§ **COMPLETE THE FOLLOWING**:
**a.** In the text on civil appeals, which errors committed at trial are reversible?
**b.** Continue the text on civil appeals from its final sentence.

Civil Procedure

Appeals

Appeal is the process by which a litigant who is unhappy with the decision of the trial court and feels it is erroneous may have that decision reviewed by a higher court.

 

Decisions Subject to Review

The Requirement of an Adverse Decision

Only parties aggrieved or harmed by the judgment can appeal from it.  Winning parties may not obtain review of findings deemed erroneous if those findings are not necessary to the decree.  (Friedenthal, §13.4)

According to Cal.Code.Civ.Proc § 902 "any party aggrieved" may appeal.  A party is not aggrieved by a judgment granting it all relief sought, and cannot therefore appeal from it.  Likewise, a party is not aggrieved by a judgment or order to which the party has consented or stipulated.  Nor can a party appeal from a judgment which does not adversely affect him.

Harmless Error

Not all errors committed at trial constitute grounds for reversal.  Only those errors which are prejudicial to the rights of the complaining party are reversible. (FRCP 61)

The "harmless error" rule provides that based on an examination of the entire record, if it is not reasonably probable that a result more favorable to the appellant would have been reached in the absence of the error, the error is harmless and the decision of the lower court will be upheld.  I.e., error in the lower court does not call for reversal unless it is prejudicial.  Reversible error is a relative concept and whether a slight or gross error is ground for reversal depends upon the circumstances of each case.  Even substantial error which would be prejudicial is not grounds for reversal where the error was invited, waived or cured.

§ **RECORD EXTRACTS**:
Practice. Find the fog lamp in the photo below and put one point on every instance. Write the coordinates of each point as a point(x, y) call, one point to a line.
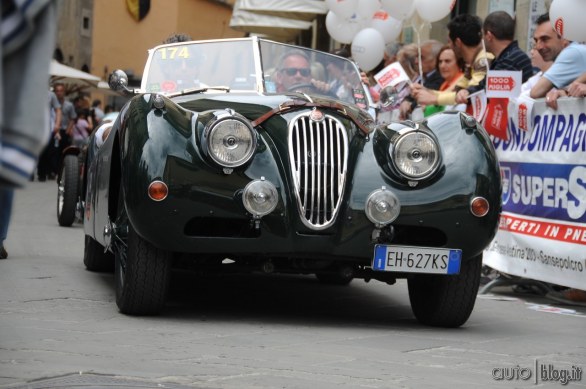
point(382, 207)
point(260, 197)
point(479, 206)
point(158, 191)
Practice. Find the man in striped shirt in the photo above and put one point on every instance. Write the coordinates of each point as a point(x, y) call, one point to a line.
point(499, 31)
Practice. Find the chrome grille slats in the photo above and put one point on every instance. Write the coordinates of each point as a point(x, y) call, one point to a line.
point(318, 153)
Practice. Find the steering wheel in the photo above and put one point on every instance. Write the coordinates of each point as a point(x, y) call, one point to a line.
point(305, 87)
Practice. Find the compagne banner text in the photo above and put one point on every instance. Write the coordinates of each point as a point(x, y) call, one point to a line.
point(542, 232)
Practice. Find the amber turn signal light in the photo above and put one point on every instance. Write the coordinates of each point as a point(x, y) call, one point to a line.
point(158, 191)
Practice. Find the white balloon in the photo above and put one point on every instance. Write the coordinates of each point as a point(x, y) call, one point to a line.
point(389, 27)
point(342, 8)
point(366, 8)
point(368, 48)
point(434, 10)
point(566, 19)
point(399, 9)
point(342, 30)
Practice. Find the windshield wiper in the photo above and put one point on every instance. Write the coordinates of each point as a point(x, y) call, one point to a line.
point(189, 91)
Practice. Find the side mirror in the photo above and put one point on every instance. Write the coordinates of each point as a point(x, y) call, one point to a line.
point(118, 81)
point(388, 96)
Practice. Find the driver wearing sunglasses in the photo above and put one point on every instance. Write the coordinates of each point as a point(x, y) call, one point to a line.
point(294, 70)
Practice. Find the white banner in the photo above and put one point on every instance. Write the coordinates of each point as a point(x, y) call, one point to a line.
point(542, 232)
point(391, 75)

§ **RESULTS OF THE TASKS**:
**a.** Only errors that are prejudicial to the rights of the complaining party.

**b.**
The Need To Raise an Issue in the Lower Court

Errors that are not objected to or arguments that are not raised at trial generally cannot be raised for the first time on appeal.  (Friedenthal, §13.4)  Ordinarily the appellant cannot seek reversal upon a ground not raised in the trial court.  (Wright, §104) The reason for the above stated rule is to prevent sandbagging of the trial court (luring it into error, which can then be appealed if the judgment is against one) and to permit the trial court to rectify its own errors. 

Cross Appeals & New Grounds for Lower Court Rulings

A party who does not appeal from a final decree of the trial court cannot be heard in opposition thereto when the case is argued in the appellate court.  The respondent may not attack the decree with a view either to enlarging his own rights or of lessening the rights of his adversary.  However, a respondent may without taking a cross-appeal, urge in support of a decree any matter appearing in the record, although his argument may involve an attack upon the reasoning of the lower court.  (Massachusetts Mutual Life Insurance Co. v. Ludwig, 426 U.S. 479 (1976)  In that case appellant sued respondent to recover benefits under a double-indemnity provision of a life insurance policy.  After an adverse decision, appellant appealed.  Respondent argued in the appellate court that the trial court was correct and alternatively that even if Illinois (as opposed to Michigan) law controlled, the result should be the same.  The U.S. Supreme Court held that  respondent was not precluded from arguing the applicability of Illinois law even though it had not cross-appealed.  The argument of respondent was no more than an attack upon the reasoning of the lower court and required no cross-appeal.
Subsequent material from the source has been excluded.